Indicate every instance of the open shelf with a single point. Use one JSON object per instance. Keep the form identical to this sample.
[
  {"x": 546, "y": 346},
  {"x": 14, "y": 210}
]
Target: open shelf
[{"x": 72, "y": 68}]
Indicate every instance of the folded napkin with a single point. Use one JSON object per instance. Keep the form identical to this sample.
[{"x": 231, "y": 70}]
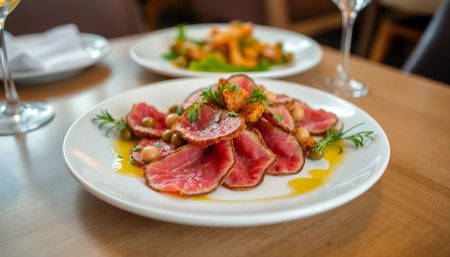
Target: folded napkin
[{"x": 58, "y": 48}]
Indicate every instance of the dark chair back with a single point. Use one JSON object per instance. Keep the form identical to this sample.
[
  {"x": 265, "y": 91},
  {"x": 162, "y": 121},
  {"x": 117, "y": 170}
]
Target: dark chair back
[
  {"x": 109, "y": 18},
  {"x": 431, "y": 56}
]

- - -

- _Your goal_
Leave the images out and transcribe the remaining data above word for word.

- _Solution to this exercise_
Indicate every instance of the open shelf with a single point. Use one JSON object per instance. Keep the form identical to this sample.
[
  {"x": 546, "y": 346},
  {"x": 14, "y": 210}
]
Target: open shelf
[{"x": 72, "y": 68}]
Indicate every instance of the folded napkin with a single point. Use one JSON object per instance. Keep the form identical to this sample.
[{"x": 231, "y": 70}]
Target: folded napkin
[{"x": 58, "y": 48}]
Indicate every instance of the dark chair back with a single point. Use one JSON object per instance. Keep the form identical to this sample.
[
  {"x": 265, "y": 91},
  {"x": 162, "y": 121},
  {"x": 117, "y": 170}
]
Target: dark chair back
[
  {"x": 109, "y": 18},
  {"x": 431, "y": 56}
]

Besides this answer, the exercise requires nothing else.